* begin EXTRACT PROVIDED *

State's Transportation Plan Gets Federal OK

Alaska Beacon
    Federal officials on Wednesday approved most of Alaska’s four-year statewide transportation improvement program, or STIP, but not before excluding six projects from among the hundreds planned for coming years.
    The partial approval brought a sense of relief to state legislators in the Capitol on Wednesday. It came after the agency, in an extraordinary action, rejected the state’s first submission, citing 24 pages of flaws with the $5.6 billion plan.
    The STIP is required by the federal government as a precondition for receiving the federal grants that pay for most of Alaska’s budget for roads, trails, bridges and tunnels. Had the plan been fully rejected a second time, the refusal would have endangered parts of the summer construction season, with economic ripple effects across Alaska.

* end EXTRACT PROVIDED *

### OBJECTIVES
1. Translate into Spanish this sentence from the Alaska transportation plan article: "The partial approval brought a sense of relief to state legislators in the Capitol on Wednesday."
2. According to the Alaska transportation plan article, what types of infrastructure does Alaska's budget pay for with federal grants? Name every type the article mentions.
The lines after this article are separate material and are not part of it.

* begin INFORMATION GIVEN *

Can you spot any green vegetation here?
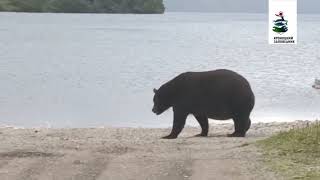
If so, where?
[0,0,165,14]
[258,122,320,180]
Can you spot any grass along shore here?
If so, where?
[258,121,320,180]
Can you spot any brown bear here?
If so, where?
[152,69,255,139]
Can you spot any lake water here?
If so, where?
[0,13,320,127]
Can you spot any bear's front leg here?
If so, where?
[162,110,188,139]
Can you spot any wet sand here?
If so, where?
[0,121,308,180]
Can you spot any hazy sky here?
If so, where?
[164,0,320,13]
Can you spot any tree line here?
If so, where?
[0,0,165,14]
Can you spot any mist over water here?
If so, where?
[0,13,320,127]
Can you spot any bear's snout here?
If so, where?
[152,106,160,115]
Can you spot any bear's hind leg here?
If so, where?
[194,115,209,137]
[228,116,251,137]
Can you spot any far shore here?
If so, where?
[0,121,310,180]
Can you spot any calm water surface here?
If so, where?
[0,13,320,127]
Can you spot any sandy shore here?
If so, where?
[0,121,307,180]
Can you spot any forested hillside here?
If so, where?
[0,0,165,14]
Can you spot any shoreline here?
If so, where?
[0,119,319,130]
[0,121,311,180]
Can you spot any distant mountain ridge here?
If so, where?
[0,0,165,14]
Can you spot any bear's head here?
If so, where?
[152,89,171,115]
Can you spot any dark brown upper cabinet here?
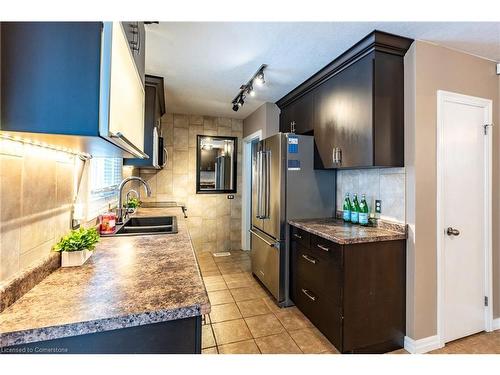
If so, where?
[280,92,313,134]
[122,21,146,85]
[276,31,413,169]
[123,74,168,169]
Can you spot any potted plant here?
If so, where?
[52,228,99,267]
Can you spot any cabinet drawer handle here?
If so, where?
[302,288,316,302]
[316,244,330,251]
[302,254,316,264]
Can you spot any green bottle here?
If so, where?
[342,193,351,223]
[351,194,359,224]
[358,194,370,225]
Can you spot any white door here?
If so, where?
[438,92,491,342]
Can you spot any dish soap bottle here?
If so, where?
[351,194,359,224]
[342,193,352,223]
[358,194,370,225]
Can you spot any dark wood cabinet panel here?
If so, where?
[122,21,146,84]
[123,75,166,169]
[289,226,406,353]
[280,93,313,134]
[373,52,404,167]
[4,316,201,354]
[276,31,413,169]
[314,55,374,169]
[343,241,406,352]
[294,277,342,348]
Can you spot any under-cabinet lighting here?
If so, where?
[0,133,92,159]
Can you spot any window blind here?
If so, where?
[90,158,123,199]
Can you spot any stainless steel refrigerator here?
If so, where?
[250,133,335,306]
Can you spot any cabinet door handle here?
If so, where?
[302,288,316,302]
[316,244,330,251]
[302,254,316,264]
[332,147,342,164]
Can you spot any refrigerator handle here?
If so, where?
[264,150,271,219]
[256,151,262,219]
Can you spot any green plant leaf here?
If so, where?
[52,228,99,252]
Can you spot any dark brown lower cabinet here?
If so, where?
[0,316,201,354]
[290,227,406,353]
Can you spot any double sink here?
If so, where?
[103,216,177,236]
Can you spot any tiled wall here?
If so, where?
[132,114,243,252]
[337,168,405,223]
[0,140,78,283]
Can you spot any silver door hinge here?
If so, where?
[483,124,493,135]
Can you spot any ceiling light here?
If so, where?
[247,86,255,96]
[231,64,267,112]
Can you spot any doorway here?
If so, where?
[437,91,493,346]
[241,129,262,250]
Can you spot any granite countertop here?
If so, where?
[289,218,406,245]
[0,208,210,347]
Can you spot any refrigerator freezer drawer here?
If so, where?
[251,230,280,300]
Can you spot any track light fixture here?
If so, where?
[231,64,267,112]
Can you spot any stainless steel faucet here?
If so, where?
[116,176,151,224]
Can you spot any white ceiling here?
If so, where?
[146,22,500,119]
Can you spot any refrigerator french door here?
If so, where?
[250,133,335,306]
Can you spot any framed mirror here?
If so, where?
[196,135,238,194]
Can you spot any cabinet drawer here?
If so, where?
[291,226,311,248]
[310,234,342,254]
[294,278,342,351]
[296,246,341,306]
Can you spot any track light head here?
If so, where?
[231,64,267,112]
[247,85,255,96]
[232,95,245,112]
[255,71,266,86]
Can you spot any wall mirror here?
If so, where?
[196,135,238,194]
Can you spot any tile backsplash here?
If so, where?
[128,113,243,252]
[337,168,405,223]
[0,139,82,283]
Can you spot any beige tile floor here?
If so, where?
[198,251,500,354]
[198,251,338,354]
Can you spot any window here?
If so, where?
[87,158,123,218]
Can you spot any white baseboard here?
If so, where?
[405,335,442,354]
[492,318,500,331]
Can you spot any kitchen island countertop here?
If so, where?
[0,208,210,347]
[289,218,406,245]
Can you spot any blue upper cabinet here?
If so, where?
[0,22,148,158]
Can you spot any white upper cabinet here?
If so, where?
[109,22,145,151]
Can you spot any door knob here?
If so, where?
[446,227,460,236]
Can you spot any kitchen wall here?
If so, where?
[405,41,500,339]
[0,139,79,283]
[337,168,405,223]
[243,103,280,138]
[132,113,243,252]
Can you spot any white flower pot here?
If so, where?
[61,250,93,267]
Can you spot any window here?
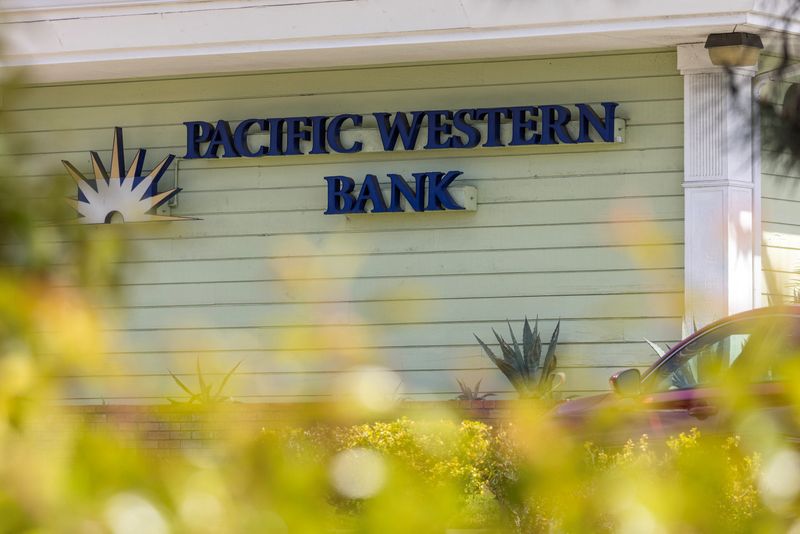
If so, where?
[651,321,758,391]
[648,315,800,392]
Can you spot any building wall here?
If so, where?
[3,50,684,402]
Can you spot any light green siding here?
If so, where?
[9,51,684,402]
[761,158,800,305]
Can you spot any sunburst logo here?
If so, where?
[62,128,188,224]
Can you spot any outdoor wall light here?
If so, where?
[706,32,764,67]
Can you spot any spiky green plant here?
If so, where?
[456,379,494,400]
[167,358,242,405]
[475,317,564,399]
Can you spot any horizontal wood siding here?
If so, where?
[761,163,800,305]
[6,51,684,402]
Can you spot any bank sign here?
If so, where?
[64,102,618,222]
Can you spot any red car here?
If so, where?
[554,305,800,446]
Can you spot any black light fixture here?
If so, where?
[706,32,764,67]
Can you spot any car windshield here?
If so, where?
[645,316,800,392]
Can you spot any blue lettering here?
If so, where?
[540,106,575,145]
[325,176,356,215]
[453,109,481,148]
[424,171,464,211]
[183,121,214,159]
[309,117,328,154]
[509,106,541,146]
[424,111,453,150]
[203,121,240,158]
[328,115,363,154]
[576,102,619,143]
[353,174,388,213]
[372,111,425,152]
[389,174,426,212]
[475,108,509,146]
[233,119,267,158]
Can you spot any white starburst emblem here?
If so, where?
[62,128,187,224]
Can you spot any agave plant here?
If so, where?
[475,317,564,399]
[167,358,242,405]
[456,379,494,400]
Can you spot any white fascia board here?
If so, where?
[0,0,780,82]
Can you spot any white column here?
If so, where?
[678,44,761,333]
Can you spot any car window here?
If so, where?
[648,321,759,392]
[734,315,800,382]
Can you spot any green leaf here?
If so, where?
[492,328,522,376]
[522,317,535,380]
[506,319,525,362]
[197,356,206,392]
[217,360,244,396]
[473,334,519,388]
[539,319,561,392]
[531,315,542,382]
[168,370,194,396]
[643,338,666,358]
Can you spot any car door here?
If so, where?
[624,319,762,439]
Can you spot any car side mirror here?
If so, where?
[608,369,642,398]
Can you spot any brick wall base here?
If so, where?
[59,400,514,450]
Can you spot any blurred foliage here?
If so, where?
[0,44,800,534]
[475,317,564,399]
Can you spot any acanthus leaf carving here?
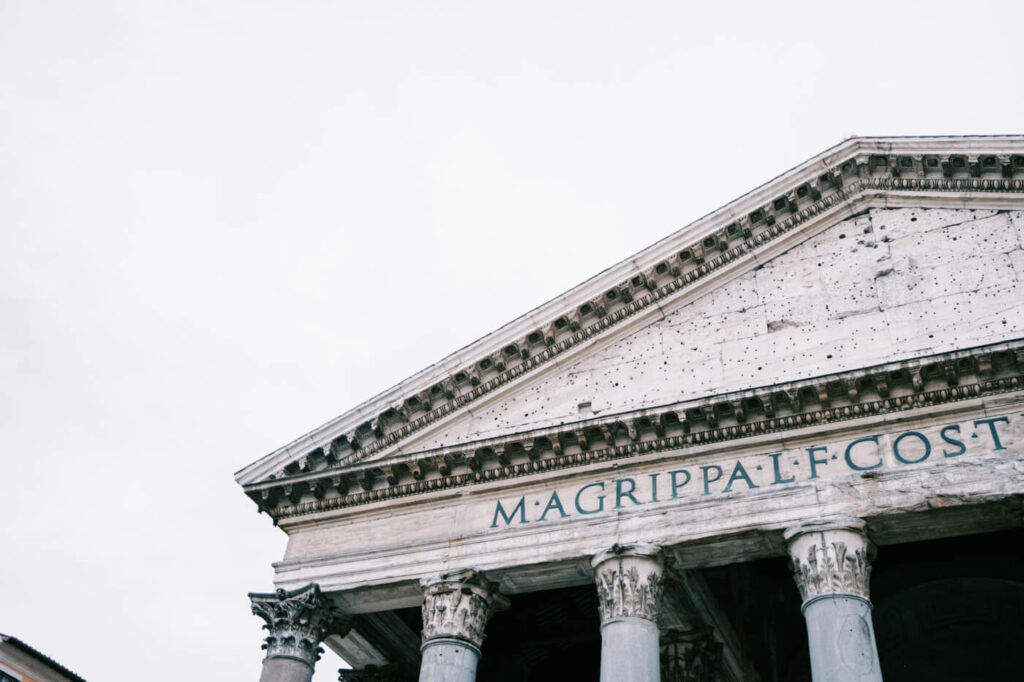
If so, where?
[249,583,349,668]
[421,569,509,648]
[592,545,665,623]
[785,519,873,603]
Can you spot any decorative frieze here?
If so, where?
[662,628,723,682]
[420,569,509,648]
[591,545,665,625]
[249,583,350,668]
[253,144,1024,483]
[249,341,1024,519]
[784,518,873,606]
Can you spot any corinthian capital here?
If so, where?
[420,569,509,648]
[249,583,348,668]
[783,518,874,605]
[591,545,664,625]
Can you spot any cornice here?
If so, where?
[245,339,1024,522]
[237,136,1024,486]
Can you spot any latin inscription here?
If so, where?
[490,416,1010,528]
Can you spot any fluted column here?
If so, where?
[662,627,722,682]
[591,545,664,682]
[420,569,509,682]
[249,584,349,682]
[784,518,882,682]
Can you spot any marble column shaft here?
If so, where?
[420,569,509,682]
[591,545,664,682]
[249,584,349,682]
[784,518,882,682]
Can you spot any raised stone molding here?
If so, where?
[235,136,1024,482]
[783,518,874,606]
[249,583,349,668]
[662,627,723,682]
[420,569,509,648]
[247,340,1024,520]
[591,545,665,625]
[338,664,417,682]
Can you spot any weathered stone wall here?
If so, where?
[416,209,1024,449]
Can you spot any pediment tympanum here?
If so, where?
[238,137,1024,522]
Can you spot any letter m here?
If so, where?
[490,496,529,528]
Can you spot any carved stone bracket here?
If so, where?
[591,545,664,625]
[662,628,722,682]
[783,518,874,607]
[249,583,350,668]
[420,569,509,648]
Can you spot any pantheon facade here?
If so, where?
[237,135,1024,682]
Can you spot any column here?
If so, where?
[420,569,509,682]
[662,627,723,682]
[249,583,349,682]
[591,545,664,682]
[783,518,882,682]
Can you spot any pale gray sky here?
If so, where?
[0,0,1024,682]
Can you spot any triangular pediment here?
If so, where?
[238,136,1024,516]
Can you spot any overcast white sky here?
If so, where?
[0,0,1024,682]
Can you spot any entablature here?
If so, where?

* end INFORMATION GIVEN *

### SOLUTIONS TO EACH TASK
1. La aprobación parcial trajo una sensación de alivio a los legisladores estatales en el Capitolio el miércoles.

2. Roads, trails, bridges and tunnels.